▶ _Exercise objective_
Each record that follows should be repeated exactly, minus any images.

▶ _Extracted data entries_

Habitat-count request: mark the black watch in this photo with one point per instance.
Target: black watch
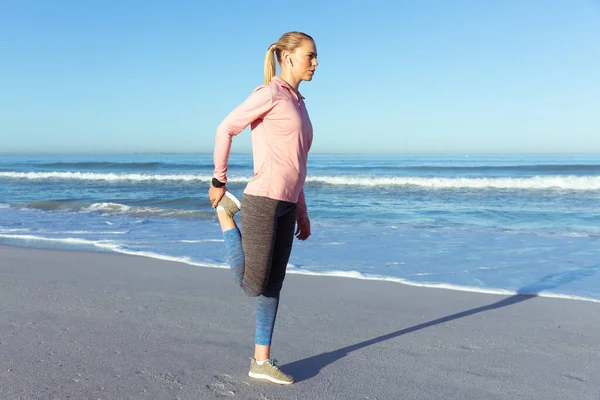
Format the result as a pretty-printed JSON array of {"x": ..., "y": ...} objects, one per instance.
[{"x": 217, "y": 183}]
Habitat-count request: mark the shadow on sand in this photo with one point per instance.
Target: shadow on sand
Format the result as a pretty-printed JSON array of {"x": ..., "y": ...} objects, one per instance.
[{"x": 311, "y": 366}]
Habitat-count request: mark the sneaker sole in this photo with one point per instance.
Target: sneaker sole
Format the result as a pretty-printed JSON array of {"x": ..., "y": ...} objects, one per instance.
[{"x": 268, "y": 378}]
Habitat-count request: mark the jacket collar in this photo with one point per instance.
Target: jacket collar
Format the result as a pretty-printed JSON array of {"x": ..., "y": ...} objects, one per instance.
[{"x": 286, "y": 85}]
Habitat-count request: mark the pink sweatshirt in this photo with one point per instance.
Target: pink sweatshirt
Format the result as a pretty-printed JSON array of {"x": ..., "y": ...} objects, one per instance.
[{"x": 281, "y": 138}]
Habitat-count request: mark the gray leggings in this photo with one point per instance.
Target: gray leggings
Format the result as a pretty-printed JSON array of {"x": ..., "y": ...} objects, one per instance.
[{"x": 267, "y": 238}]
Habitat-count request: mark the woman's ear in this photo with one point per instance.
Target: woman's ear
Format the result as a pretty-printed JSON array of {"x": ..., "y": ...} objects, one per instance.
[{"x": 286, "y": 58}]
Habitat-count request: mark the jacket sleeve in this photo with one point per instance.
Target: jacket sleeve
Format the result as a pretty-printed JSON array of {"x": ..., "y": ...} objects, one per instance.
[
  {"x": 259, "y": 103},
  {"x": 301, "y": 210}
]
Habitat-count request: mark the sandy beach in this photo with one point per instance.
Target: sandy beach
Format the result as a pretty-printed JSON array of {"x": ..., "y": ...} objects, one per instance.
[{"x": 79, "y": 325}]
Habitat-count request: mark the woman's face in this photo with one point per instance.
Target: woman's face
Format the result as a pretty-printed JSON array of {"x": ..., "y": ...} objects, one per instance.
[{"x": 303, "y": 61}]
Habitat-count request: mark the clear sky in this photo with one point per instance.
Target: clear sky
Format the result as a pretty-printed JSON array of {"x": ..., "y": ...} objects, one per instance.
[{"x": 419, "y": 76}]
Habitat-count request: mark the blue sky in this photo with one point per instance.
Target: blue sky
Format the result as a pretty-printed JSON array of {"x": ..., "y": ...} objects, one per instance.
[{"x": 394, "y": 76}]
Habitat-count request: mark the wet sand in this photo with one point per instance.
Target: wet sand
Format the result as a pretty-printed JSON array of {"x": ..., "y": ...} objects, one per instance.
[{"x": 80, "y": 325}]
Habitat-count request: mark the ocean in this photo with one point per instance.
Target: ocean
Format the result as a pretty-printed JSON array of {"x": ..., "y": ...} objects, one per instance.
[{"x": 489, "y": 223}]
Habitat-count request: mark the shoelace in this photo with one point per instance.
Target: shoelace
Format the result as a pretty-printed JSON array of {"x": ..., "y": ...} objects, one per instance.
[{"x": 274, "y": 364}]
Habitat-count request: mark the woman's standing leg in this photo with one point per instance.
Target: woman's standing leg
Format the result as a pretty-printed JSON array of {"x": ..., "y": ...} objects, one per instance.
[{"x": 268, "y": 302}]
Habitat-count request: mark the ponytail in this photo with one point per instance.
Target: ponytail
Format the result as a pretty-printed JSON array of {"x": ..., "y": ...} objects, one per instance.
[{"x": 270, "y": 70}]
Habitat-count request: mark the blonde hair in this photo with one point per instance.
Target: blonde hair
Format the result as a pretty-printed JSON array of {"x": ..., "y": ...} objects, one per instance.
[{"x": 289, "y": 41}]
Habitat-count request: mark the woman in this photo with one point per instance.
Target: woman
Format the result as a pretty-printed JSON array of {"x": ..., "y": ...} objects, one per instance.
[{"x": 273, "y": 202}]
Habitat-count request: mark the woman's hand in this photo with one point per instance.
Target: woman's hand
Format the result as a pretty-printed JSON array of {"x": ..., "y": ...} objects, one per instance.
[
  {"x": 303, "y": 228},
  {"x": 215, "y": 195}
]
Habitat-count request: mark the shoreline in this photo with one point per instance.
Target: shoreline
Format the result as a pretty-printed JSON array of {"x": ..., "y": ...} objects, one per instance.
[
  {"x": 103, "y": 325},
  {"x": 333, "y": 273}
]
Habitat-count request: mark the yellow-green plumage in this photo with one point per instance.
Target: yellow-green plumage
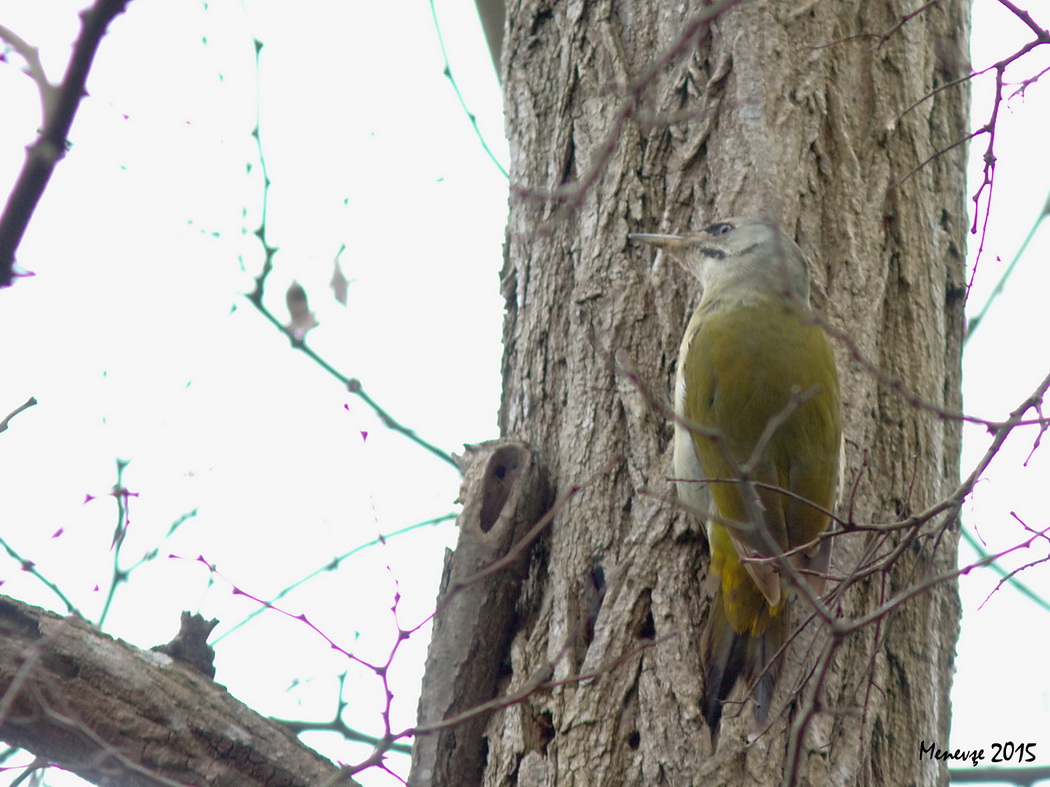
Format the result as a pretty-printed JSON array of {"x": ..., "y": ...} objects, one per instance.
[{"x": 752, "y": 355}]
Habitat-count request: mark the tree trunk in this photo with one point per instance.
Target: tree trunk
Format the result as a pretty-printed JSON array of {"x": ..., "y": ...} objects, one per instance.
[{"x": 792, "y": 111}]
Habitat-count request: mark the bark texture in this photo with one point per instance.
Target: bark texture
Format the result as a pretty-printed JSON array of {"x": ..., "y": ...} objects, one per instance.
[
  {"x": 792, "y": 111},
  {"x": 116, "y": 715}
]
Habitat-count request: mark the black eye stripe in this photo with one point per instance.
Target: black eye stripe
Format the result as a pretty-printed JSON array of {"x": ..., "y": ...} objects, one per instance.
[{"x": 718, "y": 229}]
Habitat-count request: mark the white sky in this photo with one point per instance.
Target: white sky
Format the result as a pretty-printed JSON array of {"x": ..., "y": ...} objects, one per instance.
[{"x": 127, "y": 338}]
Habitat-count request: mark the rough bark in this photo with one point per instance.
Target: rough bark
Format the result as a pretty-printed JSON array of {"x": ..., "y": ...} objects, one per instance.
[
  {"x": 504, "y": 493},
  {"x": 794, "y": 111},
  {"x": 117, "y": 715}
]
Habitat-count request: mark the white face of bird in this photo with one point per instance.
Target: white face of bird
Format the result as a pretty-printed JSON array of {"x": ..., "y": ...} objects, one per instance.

▶ _Exercise output_
Habitat-count request: mark the black watch in this photo with one point per instance.
Target: black watch
Format the result as a pretty-printed JSON array of {"x": ..., "y": ...} objects, one per instance.
[{"x": 217, "y": 183}]
Habitat-count request: mark the shadow on sand in this photo with one point per instance.
Target: shadow on sand
Format the result as a pretty-printed JSON array of {"x": ..., "y": ...} objects, one per instance.
[{"x": 311, "y": 366}]
Habitat-count request: mark the sneaker sole in this photo with one point per instance.
Target: sneaker sole
Format the result as a pretty-printed JSON array of {"x": ..., "y": ...} objects, one per instance.
[{"x": 268, "y": 378}]
Habitat-count request: mark the jacket collar in this photo with one point per instance.
Target: jacket collar
Format the result as a pretty-printed JSON array of {"x": ..., "y": ...} objects, one per instance.
[{"x": 286, "y": 85}]
Habitat-count request: mark the pink sweatshirt in this photo with one point per instance.
Target: pink sweatshirt
Format the result as a pretty-printed JSON array of {"x": ..., "y": ...} objects, one per instance.
[{"x": 281, "y": 138}]
Habitat-count request: mark the gray leggings in this photo with one point per instance.
Target: gray leggings
Format the result as a pretty-printed JSON array of {"x": ..., "y": ...} objects, one per instance.
[{"x": 267, "y": 238}]
Habitat-count request: mark the woman's ear in this photo with one point per instance.
Target: woman's ear
Format the result as a pretty-printed JSON array of {"x": ..., "y": ...} objects, one per instance.
[{"x": 286, "y": 58}]
Habitat-count request: mark the jacket sleeve in this photo with one point per instance.
Target: jacket sleeve
Format the result as a pretty-printed JSON array of {"x": ..., "y": ...} objects, one per instance.
[
  {"x": 259, "y": 103},
  {"x": 301, "y": 210}
]
Habitat-count request: mark the sandy beach in this photo with one point per instance.
Target: sandy beach
Format the result as a pretty-printed JSON array of {"x": ..., "y": ...} objects, one per instance.
[{"x": 79, "y": 325}]
Habitat-count request: mark the woman's face in this photo with one point per instance.
Target: woman's face
Format the result as a pretty-printed JSON array of {"x": ..., "y": ...} objects, one per instance.
[{"x": 303, "y": 61}]
Habitat-count request: mark the clear sky in this photo with one point per instance.
Target: clear sky
Format the result as a pretty-printed JSON array of {"x": ..., "y": ...} objects, one per instance.
[{"x": 419, "y": 76}]
Habitat-count request: mark the blue sky in this photo with one point per instance.
Target: blue sky
Format the result as a pretty-printed JSON array of {"x": ..., "y": ...} objects, one per instance.
[{"x": 394, "y": 76}]
Habitat-count request: mark the wet sand in this photo with one point per instance.
Target: wet sand
Format the result as a pretty-printed JSON array of {"x": ..., "y": ...} objects, one per instance.
[{"x": 80, "y": 325}]
Habitat-count request: mark the ocean in this photo with one point per instance.
Target: ocean
Format the result as a pretty-printed JSON array of {"x": ..., "y": ...} objects, one per instance.
[{"x": 489, "y": 223}]
Habitat-count request: mark the shoelace in this photo with one point per instance.
Target: shoelace
Format the result as a pretty-printed JSON array of {"x": ..., "y": ...} objects, one per instance.
[{"x": 274, "y": 364}]
Habitat-count request: mark the woman's standing leg in this photo with one point per instance.
Target: woman's standing leg
Format the result as a pretty-printed JSON array of {"x": ..., "y": ...} objects, one per instance.
[{"x": 268, "y": 302}]
Habitat-count request: mark the ponytail in this photo with one point per instance.
Target: ponytail
Format the result as a pretty-printed JSON array of {"x": ..., "y": ...} objects, one per instance.
[{"x": 270, "y": 70}]
Habitat-count request: mark the blonde hair in this photo with one point per instance.
Target: blonde hair
Format the result as a pretty-printed JSON array of {"x": ..., "y": ...} objects, one per instance.
[{"x": 289, "y": 41}]
Habitat-count request: mark the woman in this photo with one point per instance.
Target: woman
Format the result as a pretty-printed JSON array of {"x": ..., "y": ...} objects, one per instance.
[{"x": 273, "y": 202}]
Habitat-count request: mark the woman's hand in this photo with one point per instance.
Target: woman's hand
Format the result as a pretty-printed JSON array of {"x": ..., "y": ...} objects, one per instance.
[
  {"x": 303, "y": 228},
  {"x": 215, "y": 195}
]
Habitat-count request: mark the shoreline in this photo with one point per instance.
Target: shoreline
Format the result as a pretty-printed JSON array of {"x": ..., "y": ...} objects, one per instance.
[
  {"x": 103, "y": 325},
  {"x": 333, "y": 273}
]
Habitat-count request: mark the yellow-green plumage in this photo with one point per instance.
Target: yellow-green plumage
Format the result as a pretty-printed JSON array of {"x": ..., "y": ...} objects, one per instance.
[{"x": 752, "y": 355}]
Habitat-count request: mark the tree trunk in this photo with one point per instance.
Target: tree trunk
Format the result as a pretty-printed JSON array of {"x": ..., "y": ...} objects, one per instance.
[{"x": 792, "y": 111}]
Habitat-count request: mark the bark texture in this photo with one point per instance.
Target: bark texture
Format the result as a pretty-printed JSON array of {"x": ..., "y": ...} objects, one per instance.
[
  {"x": 792, "y": 111},
  {"x": 116, "y": 715}
]
Habitat-count request: mark the black eye stripe in this photo with one point per instance.
Target: black eye stripe
Format the result as a pretty-printed JSON array of {"x": ..., "y": ...} objects, one per instance.
[{"x": 718, "y": 229}]
Habitat-count request: mark the white sky in this photo with one point per instance.
Target: white sky
Format the result as a pretty-printed JSON array of {"x": ..., "y": ...} objects, one per instance.
[{"x": 127, "y": 338}]
Habitat-count request: mark the rough bark in this photo with one point per instance.
Target: rough bark
Format the result as a pretty-printed JSON array of {"x": ..., "y": ...} objects, one per instance.
[
  {"x": 504, "y": 493},
  {"x": 794, "y": 111},
  {"x": 117, "y": 715}
]
Habitat-count request: mark the white face of bird in this photo with one point per instance.
Target: white face of bird
Format the result as a pretty-printed JSON array of {"x": ..., "y": ...} objects, one per instance.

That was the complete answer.